* THE TASK
Rewrite every line of the records below as a numbered list, and skip any blank lines.

Excerpt from a dataset:
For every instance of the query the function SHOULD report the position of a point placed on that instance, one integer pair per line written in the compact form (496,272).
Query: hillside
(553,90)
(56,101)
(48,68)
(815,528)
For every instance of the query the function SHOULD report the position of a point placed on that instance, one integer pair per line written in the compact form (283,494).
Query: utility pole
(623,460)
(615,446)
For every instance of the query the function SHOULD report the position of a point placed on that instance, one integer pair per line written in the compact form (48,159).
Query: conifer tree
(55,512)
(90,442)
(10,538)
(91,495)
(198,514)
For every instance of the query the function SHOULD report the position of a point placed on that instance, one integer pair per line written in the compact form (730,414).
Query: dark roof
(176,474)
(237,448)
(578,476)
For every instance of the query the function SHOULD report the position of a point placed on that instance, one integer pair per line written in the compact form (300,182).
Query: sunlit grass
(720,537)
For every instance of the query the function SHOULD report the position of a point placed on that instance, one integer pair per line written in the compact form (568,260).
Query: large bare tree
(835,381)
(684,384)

* SOLUTION FOR THIS EXERCISE
1. For every instance of the query the function SHOULD report the position of a point placed on that instance, one integer pair per line written in the compact form (496,272).
2. Query: hillside
3. (553,90)
4. (56,101)
5. (48,68)
6. (815,528)
7. For every instance of the query the function SHOULD report the position of a point placed on that instance, one integer pair per line written in the compact form (283,494).
8. Query: utility pole
9. (623,460)
10. (615,446)
11. For every instance of the query the function SHOULD report the position of a point placed on that instance, one integer pair per line written in the compact form (48,159).
12. Query: conifer tree
13. (55,512)
14. (90,442)
15. (10,538)
16. (91,495)
17. (198,514)
18. For every instance of the query the function SHOULD report the position of a point placed on that instance, one integer pair per line written in the compact form (730,414).
19. Query: dark roof
20. (176,474)
21. (237,448)
22. (578,476)
23. For every instance of the query the function SHOULD report the position of a point placed on that instance, one integer pair per line written in the compact form (300,182).
24. Query: sunlit grass
25. (720,537)
26. For every instance of the query the function SHOULD report the position of a point placed on that instance, one integer pair per line written in the compact form (568,260).
27. Query: large bare tree
28. (835,381)
29. (684,384)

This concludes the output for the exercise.